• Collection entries
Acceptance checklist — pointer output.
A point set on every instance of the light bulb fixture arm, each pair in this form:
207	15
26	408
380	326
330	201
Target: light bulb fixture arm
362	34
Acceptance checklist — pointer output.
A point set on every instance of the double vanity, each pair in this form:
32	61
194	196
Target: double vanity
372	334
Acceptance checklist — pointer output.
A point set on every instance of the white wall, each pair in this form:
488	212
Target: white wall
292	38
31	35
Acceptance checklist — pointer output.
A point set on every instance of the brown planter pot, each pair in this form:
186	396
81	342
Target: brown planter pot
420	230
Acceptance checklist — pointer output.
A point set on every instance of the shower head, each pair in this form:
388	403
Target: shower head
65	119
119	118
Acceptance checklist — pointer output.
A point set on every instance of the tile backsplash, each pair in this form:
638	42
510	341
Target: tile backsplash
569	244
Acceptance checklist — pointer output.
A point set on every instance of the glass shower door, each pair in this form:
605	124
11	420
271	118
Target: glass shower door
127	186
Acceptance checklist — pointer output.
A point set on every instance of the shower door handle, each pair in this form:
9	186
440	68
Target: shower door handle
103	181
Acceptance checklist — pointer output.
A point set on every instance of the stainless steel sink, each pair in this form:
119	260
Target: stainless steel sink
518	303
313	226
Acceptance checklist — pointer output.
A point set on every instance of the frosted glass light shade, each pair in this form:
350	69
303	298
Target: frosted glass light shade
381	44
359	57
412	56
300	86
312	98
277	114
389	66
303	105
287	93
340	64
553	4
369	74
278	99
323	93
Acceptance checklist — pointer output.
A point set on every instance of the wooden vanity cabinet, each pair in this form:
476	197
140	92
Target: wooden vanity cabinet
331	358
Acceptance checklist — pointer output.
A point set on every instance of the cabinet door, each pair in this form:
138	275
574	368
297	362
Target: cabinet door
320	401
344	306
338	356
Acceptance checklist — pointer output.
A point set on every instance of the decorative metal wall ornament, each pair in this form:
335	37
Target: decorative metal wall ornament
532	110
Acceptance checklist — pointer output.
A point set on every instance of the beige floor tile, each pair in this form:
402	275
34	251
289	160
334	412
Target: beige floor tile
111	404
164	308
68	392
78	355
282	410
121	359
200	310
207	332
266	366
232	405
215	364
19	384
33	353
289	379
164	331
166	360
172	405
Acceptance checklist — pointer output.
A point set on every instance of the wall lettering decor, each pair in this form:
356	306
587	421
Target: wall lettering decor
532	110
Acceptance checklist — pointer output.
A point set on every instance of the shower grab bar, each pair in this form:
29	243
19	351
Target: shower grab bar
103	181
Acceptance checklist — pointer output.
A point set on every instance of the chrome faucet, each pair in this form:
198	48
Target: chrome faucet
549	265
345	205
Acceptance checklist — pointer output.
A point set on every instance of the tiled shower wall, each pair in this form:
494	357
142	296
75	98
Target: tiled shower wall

• Task statement
Whenever the word "tiled" appears in a line above, copy that line.

• Task solution
A point set on every instance of the tiled shower wall, each pair in this form:
Target: tiled shower wall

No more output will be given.